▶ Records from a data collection
begin

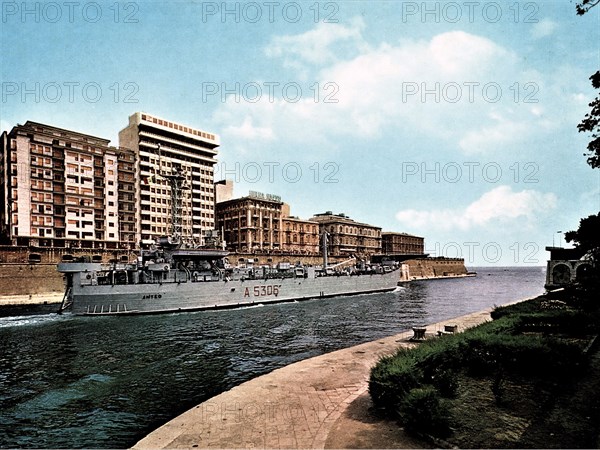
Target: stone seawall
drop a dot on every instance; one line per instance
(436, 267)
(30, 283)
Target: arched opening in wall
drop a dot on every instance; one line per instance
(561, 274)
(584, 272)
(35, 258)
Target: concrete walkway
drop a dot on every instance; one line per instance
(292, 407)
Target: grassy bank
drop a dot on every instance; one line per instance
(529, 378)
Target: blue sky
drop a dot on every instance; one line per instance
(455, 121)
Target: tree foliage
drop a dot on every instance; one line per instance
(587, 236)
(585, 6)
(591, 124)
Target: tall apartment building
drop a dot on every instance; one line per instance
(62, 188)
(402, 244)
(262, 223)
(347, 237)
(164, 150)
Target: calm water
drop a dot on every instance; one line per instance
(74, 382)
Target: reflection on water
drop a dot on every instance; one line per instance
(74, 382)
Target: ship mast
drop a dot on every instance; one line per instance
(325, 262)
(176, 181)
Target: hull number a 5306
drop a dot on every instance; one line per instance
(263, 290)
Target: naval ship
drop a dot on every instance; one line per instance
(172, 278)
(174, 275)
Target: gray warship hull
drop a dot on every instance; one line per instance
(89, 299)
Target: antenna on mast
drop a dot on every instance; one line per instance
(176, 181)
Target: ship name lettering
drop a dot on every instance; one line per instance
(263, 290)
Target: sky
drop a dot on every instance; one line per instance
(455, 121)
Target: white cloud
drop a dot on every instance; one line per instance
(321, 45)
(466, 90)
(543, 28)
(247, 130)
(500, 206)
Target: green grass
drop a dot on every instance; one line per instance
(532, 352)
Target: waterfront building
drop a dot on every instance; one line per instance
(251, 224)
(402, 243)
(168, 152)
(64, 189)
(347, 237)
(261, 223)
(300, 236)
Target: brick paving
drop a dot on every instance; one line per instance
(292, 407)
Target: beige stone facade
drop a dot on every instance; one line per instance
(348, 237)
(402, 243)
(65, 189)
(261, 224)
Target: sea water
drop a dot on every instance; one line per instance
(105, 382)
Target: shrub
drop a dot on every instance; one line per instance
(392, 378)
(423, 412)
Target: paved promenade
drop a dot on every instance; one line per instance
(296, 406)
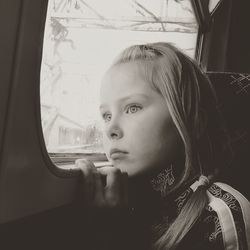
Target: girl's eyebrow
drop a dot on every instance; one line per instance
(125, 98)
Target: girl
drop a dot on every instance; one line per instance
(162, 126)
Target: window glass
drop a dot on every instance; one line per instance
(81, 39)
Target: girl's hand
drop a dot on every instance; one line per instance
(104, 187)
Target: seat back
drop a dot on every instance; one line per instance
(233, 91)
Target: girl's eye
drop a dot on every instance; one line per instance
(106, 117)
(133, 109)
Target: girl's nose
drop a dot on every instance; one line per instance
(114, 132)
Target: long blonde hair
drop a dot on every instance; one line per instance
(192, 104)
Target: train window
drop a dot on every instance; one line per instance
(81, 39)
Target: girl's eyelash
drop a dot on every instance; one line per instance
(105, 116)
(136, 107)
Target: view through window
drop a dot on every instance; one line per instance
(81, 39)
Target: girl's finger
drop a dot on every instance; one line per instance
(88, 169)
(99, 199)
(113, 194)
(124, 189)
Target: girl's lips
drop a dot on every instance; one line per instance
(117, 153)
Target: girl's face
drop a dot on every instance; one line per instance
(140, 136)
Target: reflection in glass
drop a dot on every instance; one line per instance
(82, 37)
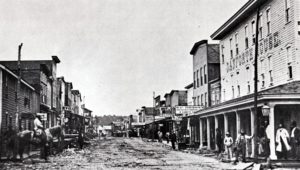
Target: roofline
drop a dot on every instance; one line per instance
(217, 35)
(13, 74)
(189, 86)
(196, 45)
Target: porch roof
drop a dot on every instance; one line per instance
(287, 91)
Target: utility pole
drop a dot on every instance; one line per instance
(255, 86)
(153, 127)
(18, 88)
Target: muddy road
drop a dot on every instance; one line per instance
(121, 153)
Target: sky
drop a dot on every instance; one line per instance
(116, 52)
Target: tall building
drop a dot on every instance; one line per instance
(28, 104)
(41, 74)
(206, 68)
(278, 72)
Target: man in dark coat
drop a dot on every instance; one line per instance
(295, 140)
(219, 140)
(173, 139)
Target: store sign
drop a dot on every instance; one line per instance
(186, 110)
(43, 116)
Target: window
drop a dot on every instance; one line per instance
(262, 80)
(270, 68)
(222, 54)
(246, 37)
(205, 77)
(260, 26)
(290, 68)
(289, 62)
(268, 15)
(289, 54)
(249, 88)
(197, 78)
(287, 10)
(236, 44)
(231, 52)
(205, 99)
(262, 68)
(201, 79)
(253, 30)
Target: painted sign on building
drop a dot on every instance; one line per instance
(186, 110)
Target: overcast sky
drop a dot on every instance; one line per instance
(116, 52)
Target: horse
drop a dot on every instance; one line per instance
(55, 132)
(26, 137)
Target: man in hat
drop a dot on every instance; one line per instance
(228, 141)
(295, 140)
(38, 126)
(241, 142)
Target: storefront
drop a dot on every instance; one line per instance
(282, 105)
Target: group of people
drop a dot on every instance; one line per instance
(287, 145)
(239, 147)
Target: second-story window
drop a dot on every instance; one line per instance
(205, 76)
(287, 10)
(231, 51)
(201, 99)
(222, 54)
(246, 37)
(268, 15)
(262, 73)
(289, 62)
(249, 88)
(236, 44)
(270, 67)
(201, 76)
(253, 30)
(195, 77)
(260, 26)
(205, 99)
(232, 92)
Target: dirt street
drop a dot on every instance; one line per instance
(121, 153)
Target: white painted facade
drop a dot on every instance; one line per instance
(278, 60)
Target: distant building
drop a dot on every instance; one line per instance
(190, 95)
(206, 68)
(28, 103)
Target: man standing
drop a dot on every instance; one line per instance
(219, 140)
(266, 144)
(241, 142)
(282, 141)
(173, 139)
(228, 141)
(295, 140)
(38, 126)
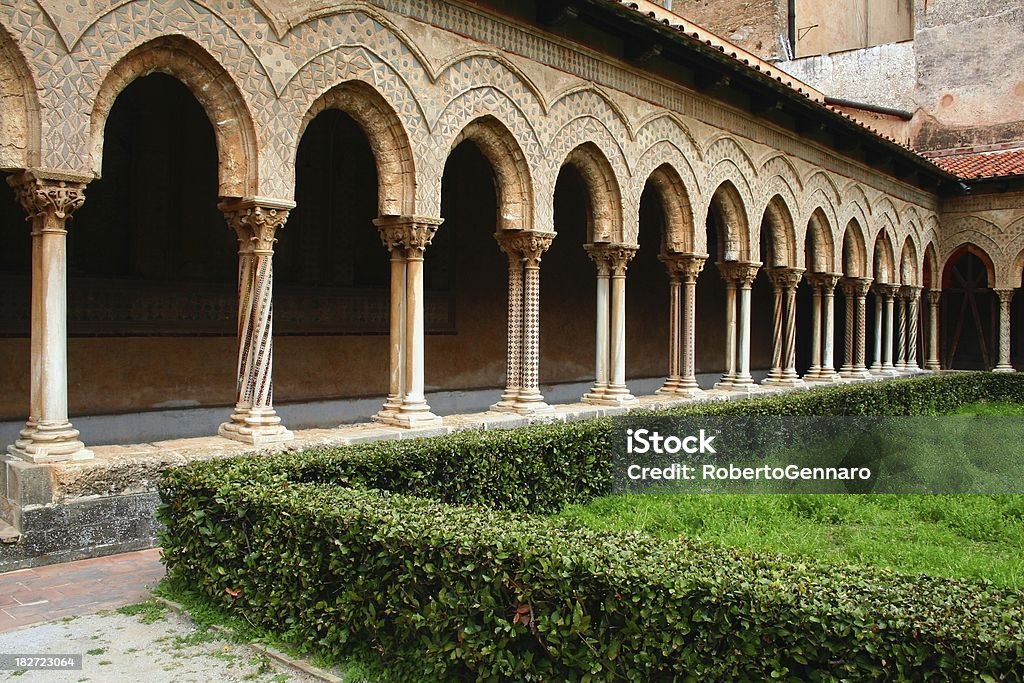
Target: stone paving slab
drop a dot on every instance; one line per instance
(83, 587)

end

▶ AIM
The data should be printed again unchanged; leave its pictures out.

▶ RESULT OF THIS TASK
Target: stone seawall
drop a dot on every instance; one line per instance
(436, 267)
(30, 283)
Target: arched opening in wall
drop a dot on every instance; one line per instance
(561, 274)
(584, 272)
(35, 258)
Target: concrete walkway
drop a dot on every instance; one line per instance
(292, 407)
Target: grassy bank
drop a dot on every instance; one line per instance
(529, 378)
Target: blue sky
drop a dot on every instance; one line per instance
(455, 121)
Target: tree foliage
drop a dot on every instance; one line per instance
(587, 236)
(585, 6)
(591, 124)
Target: tall apartment building
drop a dot on every instance; one line per instance
(62, 188)
(402, 244)
(262, 223)
(347, 237)
(164, 150)
Target: calm water
drop a dot on every instance; one line per instance
(74, 382)
Target: reflection on water
drop a dot on every instance; one line per instance
(74, 382)
Target: ship mast
drop a dot on every instance; one line per instance
(325, 262)
(176, 181)
Target: hull number a 5306
drop a dot on every instance; one line per instance
(263, 290)
Target: naval ship
drop a dot on every instance; one line per instance
(172, 278)
(174, 275)
Target: gray warship hull
drop a dot on every instance; one line per instance
(89, 299)
Target: antenna on mast
drop a dot on every instance; one line per instance
(176, 181)
Target: ship name lettering
drop a dot on every instance; one line per instance
(263, 290)
Target: sky
drop a dot on every instance; one line per instance
(455, 121)
Target: white cloud
drop a dot on every instance; one line per instance
(321, 45)
(466, 90)
(543, 28)
(247, 130)
(500, 206)
Target: green grass
drop a dot on every instance; one line per instance
(532, 352)
Target: waterfront building
drop a dot on every instance; one line per instance
(251, 224)
(402, 243)
(168, 152)
(64, 189)
(347, 237)
(261, 223)
(300, 236)
Target: brick paving
drop a dot on every instance; one line per instance
(292, 407)
Target: beige stone facade
drop a dot on every instance; one line per instance
(348, 237)
(402, 243)
(65, 189)
(261, 224)
Target: sea water
drop a dot on every instance; one line per instance
(105, 382)
Target: shrub
drop a dot on every instance; one line per instance
(392, 378)
(423, 412)
Target: paved promenade
drop a dot on every instance; one line per instance
(296, 406)
Target: girl's eyebrow
drop a dot on every instance; one line per instance
(125, 98)
Target: girl
drop a dot on every instance; one line per instance
(162, 126)
Target: window glass
drop a dot on every instance; one line per instance
(81, 39)
Target: girl's hand
drop a dot on every instance; one line per instance
(104, 187)
Target: seat back
drop a dot on every instance; one line per instance
(233, 91)
Target: girl's eye
drop a dot on every instance; one line per instance
(106, 117)
(133, 109)
Target: girl's nose
drop a dot on every instance; one line per instance
(114, 132)
Target: long blonde hair
drop a dot on every instance; one line per instance
(192, 104)
Target: train window
drop a dot on every instance; one line per instance
(81, 39)
Target: girl's eyelash
drop a dot on every instance; one line per instance
(105, 116)
(136, 107)
Target: view through window
drop a dot on every instance; one line per instance
(81, 39)
Target: girl's finger
drop a dot on every instance; one line per instance
(88, 169)
(99, 199)
(113, 194)
(124, 189)
Target: girl's lips
drop a dot on every instance; one line per instance
(117, 153)
Target: girl's face
drop a dot on every instance; one line per instance
(140, 136)
Target: reflection in glass
drop a dot on every instance; one line per instance
(82, 37)
Target: roofline
drop a dot on every instance; one line per instance
(217, 35)
(13, 74)
(189, 86)
(196, 45)
Target: porch roof
drop a dot on every instance; one line per instance
(287, 91)
Target: utility pole
drop a dot on every instance; one line per instance
(255, 86)
(153, 127)
(18, 88)
Target: muddy road
drop a dot on every instance; one line per instance
(121, 153)
Target: sky
drop a dot on every instance; one line per instance
(116, 52)
Target: tall building
drop a dot on every instance; one line per instance
(28, 104)
(41, 74)
(206, 68)
(278, 72)
Target: man in dark coat
drop a dot on every instance; one line per instance
(295, 140)
(219, 140)
(173, 139)
Target: store sign
drop a dot on every instance; one line per instance
(186, 110)
(43, 116)
Target: window
drop a dot on every instance; one line per instance
(262, 80)
(270, 68)
(222, 54)
(246, 37)
(205, 77)
(260, 26)
(290, 68)
(289, 62)
(268, 15)
(289, 54)
(249, 88)
(197, 78)
(287, 10)
(236, 44)
(231, 52)
(205, 99)
(262, 68)
(201, 79)
(253, 30)
Target: painted sign on building
drop a dot on every instance; one line per instance
(186, 110)
Target: overcast sky
drop a dot on every instance; one line per instance
(116, 52)
Target: horse
drop a dot on every instance; one line per instance
(55, 132)
(26, 137)
Target: man in hat
drop a dot on every instance; one line per instance
(228, 141)
(295, 140)
(38, 126)
(241, 142)
Target: storefront
drop a dot on every instance; one line per instance
(282, 105)
Target: group of people
drop a dot on every instance; one line per instance
(287, 145)
(239, 147)
Target: second-story window
drop a dot on every instance; one line per instance
(205, 76)
(287, 10)
(231, 51)
(201, 99)
(222, 54)
(246, 37)
(268, 15)
(262, 73)
(289, 62)
(249, 88)
(236, 44)
(270, 67)
(201, 76)
(253, 30)
(195, 77)
(260, 26)
(205, 99)
(232, 92)
Target: dirt street
drop a dot on every instance; one line per instance
(121, 153)
Target: white painted facade
drop a dot on every instance; one line per instance
(278, 60)
Target: distant building
drop a dot on every instance; one line per instance
(190, 95)
(206, 68)
(28, 103)
Target: man standing
drop a dot on every instance; one line per instance
(219, 140)
(266, 144)
(241, 142)
(282, 141)
(173, 139)
(228, 141)
(295, 140)
(38, 126)
Target: stone paving slab
drop a dot on every instance; one line per instance
(83, 587)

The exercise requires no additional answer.